Dataset excerpts:
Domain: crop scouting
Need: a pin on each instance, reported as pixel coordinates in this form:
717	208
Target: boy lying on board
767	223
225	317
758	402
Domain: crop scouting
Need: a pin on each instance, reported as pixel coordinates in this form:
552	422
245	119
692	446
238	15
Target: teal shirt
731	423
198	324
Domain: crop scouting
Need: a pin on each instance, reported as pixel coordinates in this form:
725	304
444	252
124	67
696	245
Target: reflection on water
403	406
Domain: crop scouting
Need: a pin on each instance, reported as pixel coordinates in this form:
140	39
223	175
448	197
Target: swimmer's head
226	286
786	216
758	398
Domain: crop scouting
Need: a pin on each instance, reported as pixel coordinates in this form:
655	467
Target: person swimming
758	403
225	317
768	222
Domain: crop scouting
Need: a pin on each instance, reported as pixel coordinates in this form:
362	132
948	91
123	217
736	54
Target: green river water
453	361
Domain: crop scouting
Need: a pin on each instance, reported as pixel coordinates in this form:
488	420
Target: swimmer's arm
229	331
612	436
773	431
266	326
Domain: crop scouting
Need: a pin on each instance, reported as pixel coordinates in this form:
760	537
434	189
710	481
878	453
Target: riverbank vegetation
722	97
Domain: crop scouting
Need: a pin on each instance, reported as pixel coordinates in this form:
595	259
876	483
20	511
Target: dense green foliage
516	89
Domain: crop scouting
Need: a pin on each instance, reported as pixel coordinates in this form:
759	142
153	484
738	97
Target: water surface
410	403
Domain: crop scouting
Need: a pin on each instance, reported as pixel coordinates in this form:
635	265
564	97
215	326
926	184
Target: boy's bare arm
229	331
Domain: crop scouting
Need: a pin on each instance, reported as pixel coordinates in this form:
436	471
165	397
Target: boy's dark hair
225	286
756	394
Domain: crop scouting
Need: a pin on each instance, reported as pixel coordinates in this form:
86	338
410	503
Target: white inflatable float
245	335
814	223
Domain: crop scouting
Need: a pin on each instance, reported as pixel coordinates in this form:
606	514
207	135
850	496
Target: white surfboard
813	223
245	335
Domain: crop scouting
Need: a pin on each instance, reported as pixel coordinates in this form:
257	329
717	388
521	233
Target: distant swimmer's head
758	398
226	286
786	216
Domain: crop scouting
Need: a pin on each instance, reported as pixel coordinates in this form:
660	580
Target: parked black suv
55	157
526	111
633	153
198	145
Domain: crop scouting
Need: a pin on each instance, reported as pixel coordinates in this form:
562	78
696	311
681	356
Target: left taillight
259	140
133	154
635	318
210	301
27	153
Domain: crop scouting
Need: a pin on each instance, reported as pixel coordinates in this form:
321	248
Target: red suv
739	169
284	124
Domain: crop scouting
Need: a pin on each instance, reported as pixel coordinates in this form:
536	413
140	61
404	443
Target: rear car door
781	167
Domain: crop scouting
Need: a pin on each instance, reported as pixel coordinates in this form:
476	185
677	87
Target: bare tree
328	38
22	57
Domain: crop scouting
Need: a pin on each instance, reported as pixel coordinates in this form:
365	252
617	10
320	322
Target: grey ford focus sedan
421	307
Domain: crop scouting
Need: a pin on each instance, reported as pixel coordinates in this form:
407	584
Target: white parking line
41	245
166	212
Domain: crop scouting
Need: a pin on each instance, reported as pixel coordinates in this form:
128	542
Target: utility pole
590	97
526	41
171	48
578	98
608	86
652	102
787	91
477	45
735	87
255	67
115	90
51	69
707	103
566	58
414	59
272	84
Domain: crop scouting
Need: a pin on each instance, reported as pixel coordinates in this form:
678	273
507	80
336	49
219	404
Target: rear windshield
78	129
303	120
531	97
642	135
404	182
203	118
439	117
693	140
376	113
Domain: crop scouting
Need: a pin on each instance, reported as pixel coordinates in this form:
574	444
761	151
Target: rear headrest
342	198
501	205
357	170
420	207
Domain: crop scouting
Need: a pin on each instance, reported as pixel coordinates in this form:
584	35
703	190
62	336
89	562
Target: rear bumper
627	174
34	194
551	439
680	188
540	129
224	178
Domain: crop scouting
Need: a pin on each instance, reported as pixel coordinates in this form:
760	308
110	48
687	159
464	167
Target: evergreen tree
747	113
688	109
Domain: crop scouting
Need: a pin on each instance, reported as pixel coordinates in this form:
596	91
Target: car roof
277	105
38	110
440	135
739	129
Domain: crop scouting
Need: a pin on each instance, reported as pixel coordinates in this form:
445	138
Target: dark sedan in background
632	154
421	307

• [TASK INSTRUCTIONS]: What you return must match the records above exactly, line for line.

• [WRITTEN ANSWER]:
Domain: crop scouting
Need: a pin on each instance, reported as pixel coordinates in this form:
717	208
Target: boy lying on board
767	223
225	317
758	402
Domain: crop scouting
Need: a pin on each instance, reported as pixel coordinates in this form:
552	422
245	119
692	446
238	15
Target: teal shirt
731	423
198	324
Domain: crop scouting
Need: a pin on each instance, reported as pixel coordinates in this form:
725	304
444	252
124	67
696	245
Target: reflection on water
403	406
Domain: crop scouting
Need: a pin on each instance, reported as pixel coordinates in this form:
140	39
223	175
448	197
Target: swimmer's head
226	286
786	216
758	398
Domain: crop scouting
Need: a pin on each instance, reported as pixel coordinates in this form:
655	467
Target: person swimming
758	403
225	317
768	222
Domain: crop scouting
Need: a pin on each instance, reported as pixel coordinates in this form:
362	132
948	91
123	217
736	54
Target: green river water
453	361
Domain: crop scouting
Need: a pin on each instance, reported as pixel coordinates in this form:
488	420
Target: swimmer's arm
229	331
612	436
773	431
266	326
Domain: crop scouting
Need: a pin on each instance, reported as pixel coordinates in this form:
760	537
434	189
710	481
878	453
Target: riverbank vegetation
722	97
Domain: crop scouting
Need: a pin on each instance, reported as pixel coordinates in this form:
595	259
876	483
20	511
Target: dense green foliage
516	89
Domain: crop scouting
Need: a pin on each instance, reported as pixel coordinates in this form:
759	142
153	484
738	97
Target: water surface
410	403
Domain: crop scouting
Need: a pin on each instance, reported as pixel coordinates in this form:
635	265
564	97
215	326
926	184
Target: boy's bare arm
229	331
Domain: crop scouting
Need: a pin on each instance, reported as pixel coordinates in this form:
436	471
165	397
Target: boy's dark hair
225	286
756	394
Domain: crop scouting
Need: a pin on each instance, reported as pixel coordinates in this form:
86	338
410	503
Target: white inflatable float
245	335
814	223
Domain: crop scouting
Need: a pin on each instance, reported as pixel coordinates in this form:
606	514
207	135
850	496
Target: white surfboard
813	223
245	335
Domain: crop scouting
Need: a pin on each instance, reported as pixel coordinates in this form:
257	329
717	388
521	233
Target: distant swimmer's head
758	398
226	286
786	216
Domain: crop scouting
Need: a pin on each instance, reported as pixel coordinates in this form:
660	580
Target: parked black suv
55	157
526	111
633	153
198	145
Domain: crop scouting
Need: a pin on each instance, reported as pixel coordinates in this form:
562	78
696	311
681	356
Target: left taillight
259	140
133	154
635	318
210	301
27	153
Domain: crop scouting
Need: a pin on each instance, reported as pixel coordinates in this form:
321	248
Target: red suv
739	169
284	124
Domain: crop scouting
Need: a pin on each instance, reported as pixel coordinates in this form:
536	413
140	61
404	443
Target: rear car door
781	167
Domain: crop scouting
Need: a pin on each instance, reported as pixel coordinates in this form:
476	185
677	87
Target: bare tree
328	38
22	57
Domain: crop scouting
Need: a pin on each instance, reported as pixel coordinates in this form:
365	252
617	10
320	322
Target: grey ford focus sedan
421	307
Domain: crop scouting
Need: a pin on each instance, reported as pixel coordinates in this form:
407	584
Target: white parking line
41	245
166	212
Domain: crop scouting
Need: a pin on each instance, reported as pixel coordinates in this form:
128	542
Target: utility pole
590	97
526	41
171	48
578	98
608	86
652	102
787	91
477	45
735	87
255	67
115	90
51	69
707	103
566	58
414	59
272	84
Domain: crop scouting
Need: a pin on each instance, reported as pixel coordinates in this form:
678	273
507	80
336	49
219	404
Target: rear windshield
78	129
303	120
531	97
642	135
404	182
203	118
439	117
693	140
376	113
Domain: crop scouting
Need: a pin on each instance, reported as pixel coordinates in this form:
574	444
761	151
Target: rear headrest
342	198
501	205
357	170
420	207
Domain: crop scouting
Need: a pin on each instance, reported as pixel coordinates in this form:
584	35
703	190
62	336
89	562
Target: rear bumper
627	174
34	194
551	439
680	188
540	129
224	178
Domain: crop scouting
Need: a pin on each instance, reported as pixel coordinates in this form:
760	308
110	48
687	159
464	167
Target: evergreen tree
747	113
688	109
Domain: crop scouting
Need: a pin on each instance, reported as pixel coordinates in this form:
596	91
Target: car roof
277	105
38	110
440	135
739	129
Domain: crop scouting
Need: a pin on each instance, reported as pixel coordinates in this form:
445	138
Target: dark sedan in background
632	154
421	307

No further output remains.